======== TASK MATERIAL ========
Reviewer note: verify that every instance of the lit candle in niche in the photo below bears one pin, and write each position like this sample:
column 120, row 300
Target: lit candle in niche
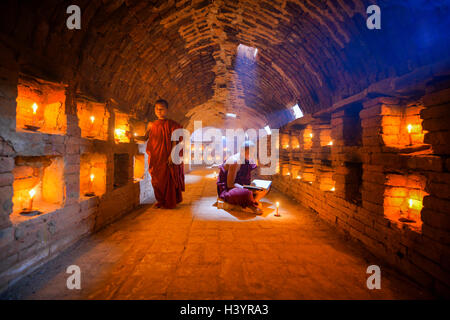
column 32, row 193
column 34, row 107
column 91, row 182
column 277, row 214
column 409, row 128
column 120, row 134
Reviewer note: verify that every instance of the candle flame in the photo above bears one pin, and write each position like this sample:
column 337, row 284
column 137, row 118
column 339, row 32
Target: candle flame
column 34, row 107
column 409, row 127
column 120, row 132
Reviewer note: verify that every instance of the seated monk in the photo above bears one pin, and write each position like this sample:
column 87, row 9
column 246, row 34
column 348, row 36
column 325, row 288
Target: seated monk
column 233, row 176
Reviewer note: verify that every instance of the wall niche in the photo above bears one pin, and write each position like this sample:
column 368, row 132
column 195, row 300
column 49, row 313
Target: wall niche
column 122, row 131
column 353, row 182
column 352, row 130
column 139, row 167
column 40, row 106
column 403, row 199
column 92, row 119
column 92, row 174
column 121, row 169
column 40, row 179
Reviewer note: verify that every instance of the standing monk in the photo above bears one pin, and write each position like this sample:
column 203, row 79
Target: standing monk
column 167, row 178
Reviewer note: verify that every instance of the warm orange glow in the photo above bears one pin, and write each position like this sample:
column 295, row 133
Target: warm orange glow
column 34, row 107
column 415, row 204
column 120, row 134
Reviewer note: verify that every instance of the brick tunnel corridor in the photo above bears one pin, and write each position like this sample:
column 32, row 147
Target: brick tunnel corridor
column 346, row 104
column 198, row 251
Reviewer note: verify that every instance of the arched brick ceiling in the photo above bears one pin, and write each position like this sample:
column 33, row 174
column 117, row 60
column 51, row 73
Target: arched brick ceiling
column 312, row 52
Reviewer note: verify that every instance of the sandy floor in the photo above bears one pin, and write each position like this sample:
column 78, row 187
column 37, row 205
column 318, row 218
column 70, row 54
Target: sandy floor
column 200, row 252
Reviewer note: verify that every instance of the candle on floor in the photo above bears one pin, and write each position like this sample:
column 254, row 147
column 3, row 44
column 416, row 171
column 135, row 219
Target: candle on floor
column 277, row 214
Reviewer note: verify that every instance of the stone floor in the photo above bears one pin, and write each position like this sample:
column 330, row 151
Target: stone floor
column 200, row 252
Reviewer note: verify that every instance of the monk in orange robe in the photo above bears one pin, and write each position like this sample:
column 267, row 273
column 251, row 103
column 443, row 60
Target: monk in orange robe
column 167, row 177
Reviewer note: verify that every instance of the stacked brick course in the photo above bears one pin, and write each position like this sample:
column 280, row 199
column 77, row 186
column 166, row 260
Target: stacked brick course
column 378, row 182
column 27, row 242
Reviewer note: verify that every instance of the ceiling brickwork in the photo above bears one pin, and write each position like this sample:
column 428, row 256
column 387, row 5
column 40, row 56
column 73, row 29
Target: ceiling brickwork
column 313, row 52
========
======== TASK MATERIAL ========
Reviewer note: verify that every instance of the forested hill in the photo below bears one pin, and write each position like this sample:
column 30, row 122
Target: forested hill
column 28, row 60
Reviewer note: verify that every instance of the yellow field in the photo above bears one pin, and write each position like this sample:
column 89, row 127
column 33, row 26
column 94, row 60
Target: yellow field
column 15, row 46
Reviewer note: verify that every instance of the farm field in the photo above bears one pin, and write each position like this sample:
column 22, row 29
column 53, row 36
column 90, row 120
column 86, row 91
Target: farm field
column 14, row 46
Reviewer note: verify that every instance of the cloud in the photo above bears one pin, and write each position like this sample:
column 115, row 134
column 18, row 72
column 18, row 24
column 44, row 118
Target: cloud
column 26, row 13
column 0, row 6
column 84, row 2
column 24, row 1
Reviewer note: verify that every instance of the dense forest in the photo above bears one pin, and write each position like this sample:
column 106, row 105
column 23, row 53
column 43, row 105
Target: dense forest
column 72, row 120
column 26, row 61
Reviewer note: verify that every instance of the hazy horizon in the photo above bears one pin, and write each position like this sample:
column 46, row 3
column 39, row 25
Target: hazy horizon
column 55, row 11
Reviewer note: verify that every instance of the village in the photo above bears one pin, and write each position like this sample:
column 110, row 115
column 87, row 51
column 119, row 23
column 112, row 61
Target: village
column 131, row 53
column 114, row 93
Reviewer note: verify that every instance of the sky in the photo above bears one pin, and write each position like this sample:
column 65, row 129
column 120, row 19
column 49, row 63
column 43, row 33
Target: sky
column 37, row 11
========
ACTION ITEM: Go through the lines above and copy any that contain "below".

FINISHED EXERCISE:
Reviewer note: verify that every instance of the lit candle in niche in the photo below bears one pin, and write each position like this sample:
Reviewer note: verify that every instance of the forested hill in the photo below bears one pin, and write each position like this sample:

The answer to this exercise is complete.